• GIVEN DATA
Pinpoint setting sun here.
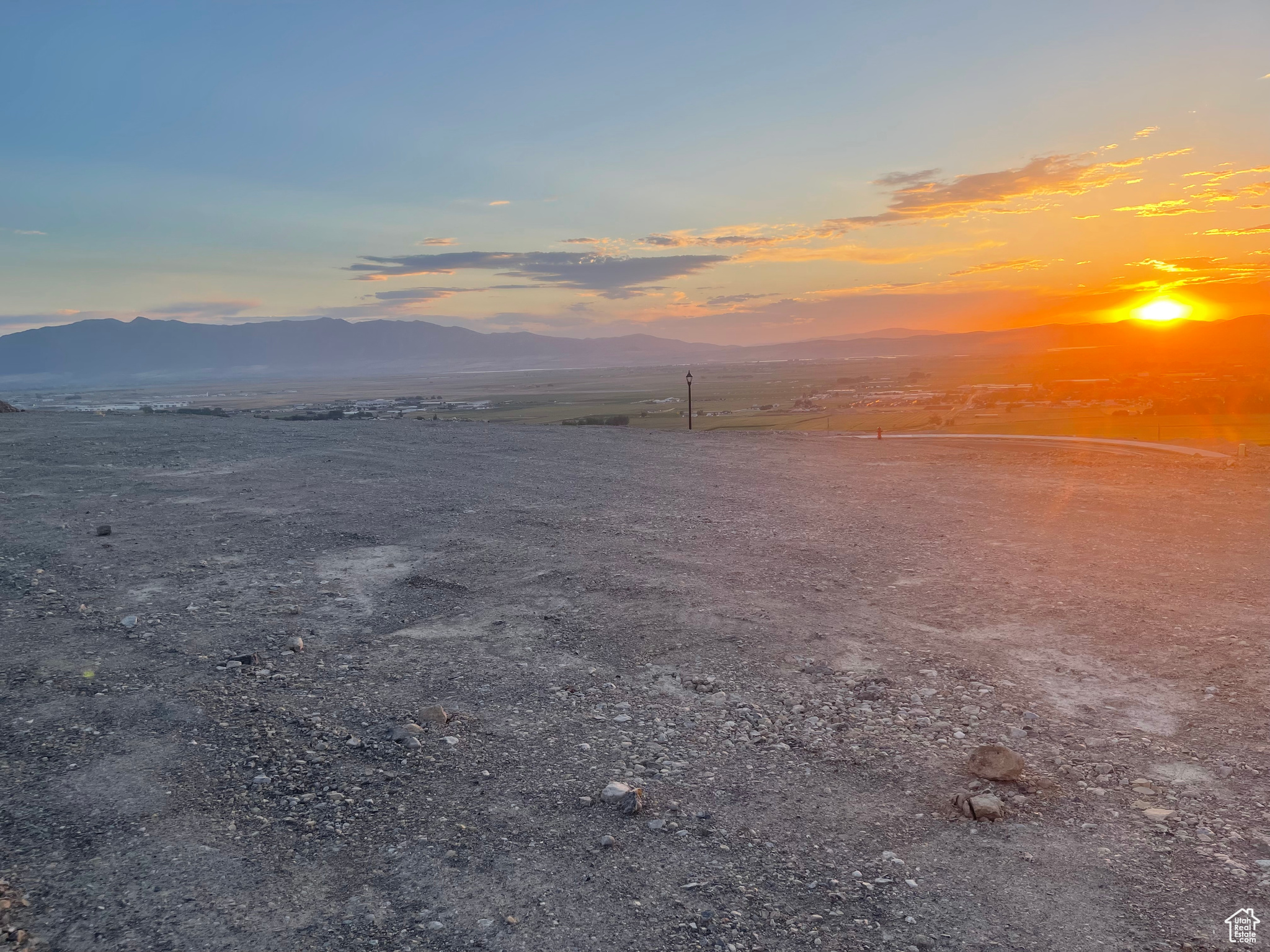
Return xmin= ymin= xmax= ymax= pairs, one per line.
xmin=1133 ymin=297 xmax=1192 ymax=321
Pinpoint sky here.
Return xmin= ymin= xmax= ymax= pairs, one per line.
xmin=0 ymin=0 xmax=1270 ymax=344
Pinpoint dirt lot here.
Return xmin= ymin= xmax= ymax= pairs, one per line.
xmin=0 ymin=413 xmax=1270 ymax=952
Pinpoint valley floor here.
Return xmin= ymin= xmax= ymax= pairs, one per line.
xmin=0 ymin=413 xmax=1270 ymax=952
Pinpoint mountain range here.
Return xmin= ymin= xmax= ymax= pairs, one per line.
xmin=0 ymin=315 xmax=1270 ymax=387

• YOUR INSTRUCTIONS
Give every line of the listing above as a JSON list of strings, one string per line, with blank lines and pictures left out.

• RESULT FOR THIS TASK
[
  "Pinpoint setting sun here.",
  "Return xmin= ymin= xmax= ymax= pairs, one per line.",
  "xmin=1133 ymin=297 xmax=1192 ymax=321",
  "Pinpoint sky here.",
  "Return xmin= ymin= xmax= ymax= pairs, one per line.",
  "xmin=0 ymin=0 xmax=1270 ymax=344",
  "Pinpoint dirt lot here.",
  "Return xmin= ymin= xmax= ymax= pairs, one per line.",
  "xmin=0 ymin=413 xmax=1270 ymax=952",
  "Pinpoint valley floor here.",
  "Return xmin= ymin= xmax= ymax= pairs, one per line.",
  "xmin=0 ymin=413 xmax=1270 ymax=952",
  "Pinpoint mountain range here.",
  "Return xmin= ymin= xmax= ymax= pairs, one per line.",
  "xmin=0 ymin=315 xmax=1270 ymax=387"
]